* YOUR INSTRUCTIONS *
Gather every line from the material below that contains the string "blue", copying each line in full. Case counts, so match uppercase and lowercase letters precisely.
BEGIN EXERCISE MATERIAL
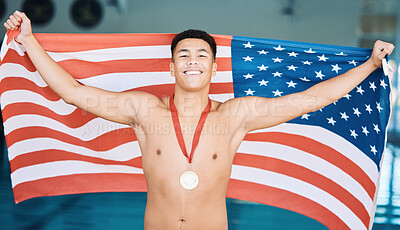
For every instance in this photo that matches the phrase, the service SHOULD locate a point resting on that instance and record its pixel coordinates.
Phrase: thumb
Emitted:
(383, 53)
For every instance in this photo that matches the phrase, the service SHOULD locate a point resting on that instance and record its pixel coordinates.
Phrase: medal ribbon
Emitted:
(178, 131)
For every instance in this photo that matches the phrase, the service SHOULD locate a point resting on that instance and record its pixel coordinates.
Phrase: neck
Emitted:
(190, 103)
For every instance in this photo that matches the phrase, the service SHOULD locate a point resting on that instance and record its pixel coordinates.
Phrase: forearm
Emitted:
(335, 88)
(60, 81)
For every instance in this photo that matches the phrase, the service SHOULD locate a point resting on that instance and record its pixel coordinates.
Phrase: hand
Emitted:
(17, 20)
(379, 52)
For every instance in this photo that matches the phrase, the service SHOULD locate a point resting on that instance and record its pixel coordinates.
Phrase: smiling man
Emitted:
(187, 166)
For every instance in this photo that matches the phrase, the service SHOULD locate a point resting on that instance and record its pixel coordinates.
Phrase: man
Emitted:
(187, 169)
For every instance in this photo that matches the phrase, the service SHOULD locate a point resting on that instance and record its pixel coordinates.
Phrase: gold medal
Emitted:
(189, 180)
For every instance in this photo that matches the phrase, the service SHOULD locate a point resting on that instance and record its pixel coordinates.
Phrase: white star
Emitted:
(292, 67)
(383, 84)
(277, 93)
(331, 121)
(262, 52)
(352, 62)
(262, 82)
(336, 68)
(319, 74)
(365, 131)
(306, 62)
(291, 84)
(368, 108)
(247, 76)
(277, 59)
(372, 86)
(322, 58)
(347, 96)
(262, 67)
(279, 48)
(378, 107)
(249, 92)
(356, 112)
(341, 54)
(310, 51)
(248, 45)
(360, 90)
(248, 58)
(305, 116)
(344, 116)
(353, 134)
(277, 74)
(373, 149)
(376, 128)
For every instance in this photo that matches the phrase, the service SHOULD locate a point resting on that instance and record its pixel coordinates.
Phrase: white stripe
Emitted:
(311, 162)
(301, 188)
(125, 53)
(118, 82)
(17, 96)
(88, 131)
(16, 70)
(330, 139)
(63, 168)
(124, 152)
(222, 97)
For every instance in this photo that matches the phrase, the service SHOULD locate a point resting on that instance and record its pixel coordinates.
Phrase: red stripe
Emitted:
(320, 150)
(76, 119)
(13, 57)
(19, 83)
(284, 199)
(80, 117)
(105, 142)
(83, 69)
(307, 175)
(53, 155)
(82, 42)
(80, 183)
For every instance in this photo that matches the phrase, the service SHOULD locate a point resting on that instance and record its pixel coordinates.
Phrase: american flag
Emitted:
(325, 165)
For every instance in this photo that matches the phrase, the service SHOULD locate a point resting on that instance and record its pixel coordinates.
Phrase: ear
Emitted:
(171, 69)
(214, 69)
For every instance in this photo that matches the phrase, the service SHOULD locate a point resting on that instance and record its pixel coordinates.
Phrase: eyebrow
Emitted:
(199, 50)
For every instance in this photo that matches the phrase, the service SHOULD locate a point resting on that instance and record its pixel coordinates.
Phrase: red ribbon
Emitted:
(178, 131)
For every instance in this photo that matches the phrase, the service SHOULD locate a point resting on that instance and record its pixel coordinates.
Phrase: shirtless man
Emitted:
(171, 203)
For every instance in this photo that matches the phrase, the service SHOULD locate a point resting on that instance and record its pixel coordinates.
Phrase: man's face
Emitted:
(193, 64)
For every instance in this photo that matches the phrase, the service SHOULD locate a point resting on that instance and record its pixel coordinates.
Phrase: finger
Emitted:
(16, 15)
(14, 20)
(22, 15)
(384, 52)
(11, 24)
(7, 26)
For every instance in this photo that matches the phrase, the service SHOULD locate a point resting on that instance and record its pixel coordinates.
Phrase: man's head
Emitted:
(191, 33)
(193, 60)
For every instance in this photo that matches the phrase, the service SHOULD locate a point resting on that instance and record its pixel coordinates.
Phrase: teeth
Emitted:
(192, 72)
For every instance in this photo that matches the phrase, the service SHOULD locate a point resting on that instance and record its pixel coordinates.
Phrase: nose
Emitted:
(193, 61)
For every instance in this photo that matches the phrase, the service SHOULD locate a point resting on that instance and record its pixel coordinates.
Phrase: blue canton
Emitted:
(274, 68)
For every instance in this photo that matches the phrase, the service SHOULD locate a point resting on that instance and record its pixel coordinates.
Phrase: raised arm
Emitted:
(118, 107)
(257, 112)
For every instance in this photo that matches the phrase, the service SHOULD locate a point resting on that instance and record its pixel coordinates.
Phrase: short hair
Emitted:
(191, 33)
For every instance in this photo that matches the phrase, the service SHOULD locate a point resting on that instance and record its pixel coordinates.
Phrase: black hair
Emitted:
(191, 33)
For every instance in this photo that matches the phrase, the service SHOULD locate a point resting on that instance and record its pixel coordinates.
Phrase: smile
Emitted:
(193, 72)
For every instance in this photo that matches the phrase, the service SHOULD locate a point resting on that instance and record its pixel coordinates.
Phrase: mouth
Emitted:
(192, 72)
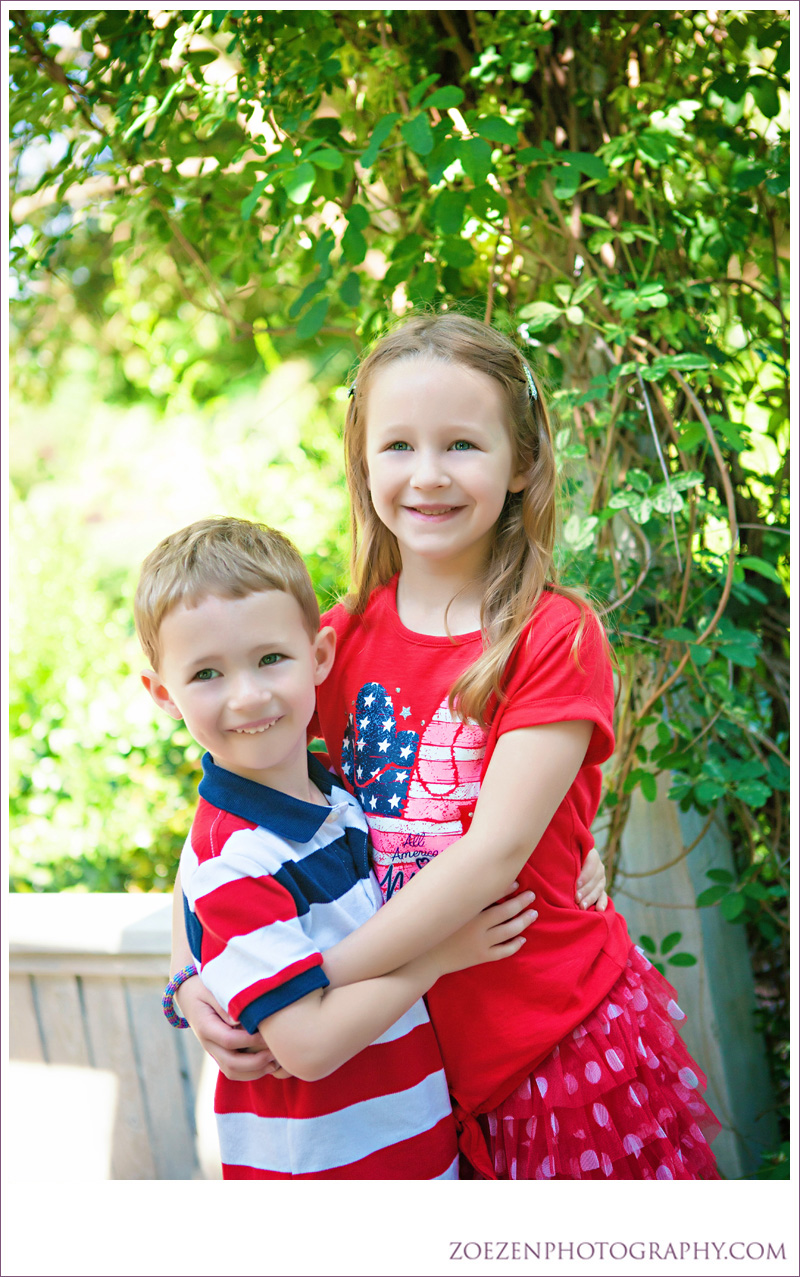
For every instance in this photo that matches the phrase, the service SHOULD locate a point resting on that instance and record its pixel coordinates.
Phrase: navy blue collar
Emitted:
(284, 816)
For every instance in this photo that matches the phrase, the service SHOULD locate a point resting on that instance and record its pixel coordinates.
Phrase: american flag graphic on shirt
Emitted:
(418, 789)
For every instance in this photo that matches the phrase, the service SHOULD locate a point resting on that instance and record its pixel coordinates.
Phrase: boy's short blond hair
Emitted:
(225, 557)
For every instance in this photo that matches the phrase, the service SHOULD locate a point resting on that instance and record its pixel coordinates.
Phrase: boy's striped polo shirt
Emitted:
(270, 883)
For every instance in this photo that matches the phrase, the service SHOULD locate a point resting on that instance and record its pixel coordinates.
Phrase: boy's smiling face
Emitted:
(243, 676)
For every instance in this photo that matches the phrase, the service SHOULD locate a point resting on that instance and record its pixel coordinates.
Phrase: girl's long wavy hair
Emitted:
(520, 563)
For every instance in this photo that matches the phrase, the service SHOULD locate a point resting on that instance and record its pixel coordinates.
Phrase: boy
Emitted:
(276, 868)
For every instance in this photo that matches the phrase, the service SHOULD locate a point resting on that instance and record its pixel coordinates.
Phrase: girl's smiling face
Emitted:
(440, 460)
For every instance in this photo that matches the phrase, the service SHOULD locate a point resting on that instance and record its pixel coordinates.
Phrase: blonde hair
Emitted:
(522, 557)
(226, 557)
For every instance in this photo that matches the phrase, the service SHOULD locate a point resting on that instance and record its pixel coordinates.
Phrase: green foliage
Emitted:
(102, 785)
(201, 194)
(666, 950)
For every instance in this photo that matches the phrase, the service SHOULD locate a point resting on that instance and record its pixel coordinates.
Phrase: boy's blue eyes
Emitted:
(206, 676)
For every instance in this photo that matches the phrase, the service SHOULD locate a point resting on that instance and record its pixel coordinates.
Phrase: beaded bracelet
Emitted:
(169, 996)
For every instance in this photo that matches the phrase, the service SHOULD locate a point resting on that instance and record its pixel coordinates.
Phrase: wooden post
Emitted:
(88, 1037)
(717, 994)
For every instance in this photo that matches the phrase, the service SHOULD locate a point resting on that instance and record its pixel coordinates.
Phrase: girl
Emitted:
(469, 710)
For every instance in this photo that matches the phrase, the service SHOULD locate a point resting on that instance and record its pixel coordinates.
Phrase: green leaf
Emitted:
(447, 210)
(496, 129)
(752, 175)
(652, 147)
(579, 533)
(754, 793)
(679, 634)
(711, 895)
(445, 97)
(539, 314)
(298, 183)
(700, 655)
(419, 91)
(249, 202)
(649, 785)
(417, 133)
(350, 291)
(476, 156)
(766, 93)
(327, 158)
(568, 180)
(639, 479)
(709, 792)
(732, 906)
(378, 137)
(313, 319)
(353, 245)
(588, 164)
(762, 567)
(692, 436)
(583, 291)
(309, 291)
(720, 875)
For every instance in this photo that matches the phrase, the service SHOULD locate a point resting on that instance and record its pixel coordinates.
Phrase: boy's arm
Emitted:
END EXERCISE MATERIAL
* COMPLETED EXERCISE *
Phrase: blue canton
Phrase: navy blue collar
Phrase: boy's blue eyes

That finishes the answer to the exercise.